[Start of section]

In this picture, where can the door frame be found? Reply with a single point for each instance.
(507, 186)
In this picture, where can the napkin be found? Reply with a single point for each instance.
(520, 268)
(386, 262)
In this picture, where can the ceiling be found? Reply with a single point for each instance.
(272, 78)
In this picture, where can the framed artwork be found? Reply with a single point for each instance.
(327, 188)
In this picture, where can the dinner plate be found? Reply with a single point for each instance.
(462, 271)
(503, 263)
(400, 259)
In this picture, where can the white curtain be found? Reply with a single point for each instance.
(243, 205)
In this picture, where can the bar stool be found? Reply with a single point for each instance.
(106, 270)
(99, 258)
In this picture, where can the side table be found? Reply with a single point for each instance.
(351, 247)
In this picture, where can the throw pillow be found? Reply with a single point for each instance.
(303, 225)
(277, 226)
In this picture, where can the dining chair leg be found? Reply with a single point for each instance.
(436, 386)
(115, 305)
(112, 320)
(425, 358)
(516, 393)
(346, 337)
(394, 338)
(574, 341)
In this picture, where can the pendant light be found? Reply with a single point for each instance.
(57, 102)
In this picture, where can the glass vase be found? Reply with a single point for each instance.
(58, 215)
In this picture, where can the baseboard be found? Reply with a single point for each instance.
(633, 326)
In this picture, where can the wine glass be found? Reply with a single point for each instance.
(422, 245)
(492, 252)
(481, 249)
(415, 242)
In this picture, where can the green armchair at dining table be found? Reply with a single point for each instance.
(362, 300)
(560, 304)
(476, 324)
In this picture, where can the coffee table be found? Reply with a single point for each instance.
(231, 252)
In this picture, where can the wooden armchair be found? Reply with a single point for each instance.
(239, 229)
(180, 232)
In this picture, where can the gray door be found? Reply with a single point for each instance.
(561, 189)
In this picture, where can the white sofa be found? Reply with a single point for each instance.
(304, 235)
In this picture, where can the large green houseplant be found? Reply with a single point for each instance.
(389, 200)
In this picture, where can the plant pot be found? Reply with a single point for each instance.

[End of section]

TASK:
The full set of entries must be restated exactly, with none omitted.

RESPONSE TO THE TASK:
In this picture, where can the door frame be found? Reply with a single point for each instance.
(507, 186)
In this picture, where can the napkin be found? Reply with a single point for each instance.
(520, 268)
(386, 262)
In this picture, where can the ceiling be found? Reply with a single point for each instance.
(272, 78)
In this picture, where can the framed artwork be found? Reply with a single point for each instance.
(327, 188)
In this picture, where can the dinner plate be found? Reply with a single point for each instance.
(462, 271)
(503, 263)
(400, 259)
In this picture, where can the white curtain be found? Reply with a single point for each instance.
(243, 205)
In this picture, where can the bar stool be found? Reply with a single point for each instance.
(106, 270)
(99, 258)
In this picture, where can the side table be found? Reply with a single point for each instance.
(351, 247)
In this picture, where can the throw pillow be found? Reply with a single point for each instance.
(303, 225)
(277, 226)
In this picture, where can the dining chair leg be found? Reply with a single point for each instance.
(436, 386)
(115, 305)
(112, 320)
(425, 358)
(516, 393)
(346, 337)
(394, 338)
(574, 341)
In this picture, where can the pendant light be found? Reply with a single point for each instance.
(57, 102)
In this picture, where can the glass vase be found? Reply with a single point for each instance.
(58, 215)
In this picture, where can the baseboard be found? Reply with a single point for each instance.
(633, 326)
In this picture, where can the wine glass be found? Reply with a single point for each instance.
(422, 245)
(492, 252)
(481, 249)
(415, 242)
In this picture, where can the green armchair at dining table be found? Reply with a single point for each instance.
(362, 300)
(560, 304)
(476, 324)
In this picture, where can the coffee table be found? Reply with a single point for each instance.
(231, 252)
In this picture, where can the wooden armchair be found? Reply with a single point for each instance.
(239, 229)
(180, 232)
In this picture, where can the gray door be found? Reply with a single point for each instance.
(561, 189)
In this picture, where can the white sofa be found? Reply with a single point for each instance.
(304, 235)
In this picture, where can the large green houseplant be found? Reply with a single point for each instance.
(389, 200)
In this picture, where can the plant pot be found? Reply with a single point for each instance.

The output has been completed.